§ INSTRUCTIONS TO FOLLOW
Please reproduce the entries from the line with "Task: set a point on the beige" up to and including the last line of the entries, requests included, and shift every x and y coordinate in the answers up by 84, leaving the format samples in the requests as they are.

§ SUPPLIED RECORDS
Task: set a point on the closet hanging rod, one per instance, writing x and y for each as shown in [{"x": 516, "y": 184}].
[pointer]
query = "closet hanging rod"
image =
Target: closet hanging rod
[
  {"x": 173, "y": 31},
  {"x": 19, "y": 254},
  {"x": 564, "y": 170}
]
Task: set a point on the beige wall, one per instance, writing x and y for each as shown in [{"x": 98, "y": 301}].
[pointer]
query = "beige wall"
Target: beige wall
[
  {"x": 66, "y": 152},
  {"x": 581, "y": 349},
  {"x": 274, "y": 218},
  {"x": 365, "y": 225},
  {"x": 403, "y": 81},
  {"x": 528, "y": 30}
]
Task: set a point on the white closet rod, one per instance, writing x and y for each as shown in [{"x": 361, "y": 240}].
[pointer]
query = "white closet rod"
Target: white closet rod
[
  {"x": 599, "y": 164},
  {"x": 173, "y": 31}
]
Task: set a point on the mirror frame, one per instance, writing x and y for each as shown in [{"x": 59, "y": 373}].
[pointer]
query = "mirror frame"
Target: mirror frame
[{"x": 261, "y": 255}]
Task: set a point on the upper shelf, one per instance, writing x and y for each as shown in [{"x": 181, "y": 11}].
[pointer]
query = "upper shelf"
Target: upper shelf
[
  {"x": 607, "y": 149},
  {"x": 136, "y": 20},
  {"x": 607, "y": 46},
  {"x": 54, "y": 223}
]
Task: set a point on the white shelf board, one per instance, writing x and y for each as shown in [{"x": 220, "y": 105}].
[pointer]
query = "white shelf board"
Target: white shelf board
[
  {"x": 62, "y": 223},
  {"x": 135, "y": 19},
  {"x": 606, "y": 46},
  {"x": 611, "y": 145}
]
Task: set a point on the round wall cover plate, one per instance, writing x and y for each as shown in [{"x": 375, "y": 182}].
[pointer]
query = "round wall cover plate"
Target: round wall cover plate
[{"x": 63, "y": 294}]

§ EXERCISE SOLUTION
Task: set a point on the beige wall, one per instance, writing x and y for each as shown in [{"x": 98, "y": 301}].
[pointer]
query = "beige wall"
Target: beige wall
[
  {"x": 150, "y": 236},
  {"x": 665, "y": 433},
  {"x": 358, "y": 302},
  {"x": 449, "y": 309},
  {"x": 487, "y": 165},
  {"x": 612, "y": 114}
]
Task: set a point on the white closet rod, one per instance, writing x and y for each as shown in [{"x": 361, "y": 240}].
[pointer]
query = "white closet rod"
Target: white closet rod
[
  {"x": 683, "y": 248},
  {"x": 257, "y": 115}
]
Task: set a point on the mirror frame, one per instance, writing x and y for each as shown in [{"x": 59, "y": 373}].
[pointer]
query = "mirror frame"
Target: mirror frame
[{"x": 345, "y": 339}]
Task: set a point on the upper shelf, one per instance, writing x and y for each as shown in [{"x": 181, "y": 11}].
[pointer]
query = "upper shelf"
Target: upper shelf
[
  {"x": 691, "y": 233},
  {"x": 220, "y": 104},
  {"x": 691, "y": 130},
  {"x": 138, "y": 307}
]
Task: set a point on the white shelf board, one per instance, writing x and y for each as shown in [{"x": 220, "y": 105}].
[pointer]
query = "white shelf board"
Target: white shelf board
[
  {"x": 146, "y": 307},
  {"x": 219, "y": 103},
  {"x": 690, "y": 130},
  {"x": 695, "y": 229}
]
Task: set a point on the round wall cover plate, one per instance, writing x and y for each as shown in [{"x": 375, "y": 182}].
[pointer]
query = "round wall cover plate"
Target: round wall cover plate
[{"x": 147, "y": 378}]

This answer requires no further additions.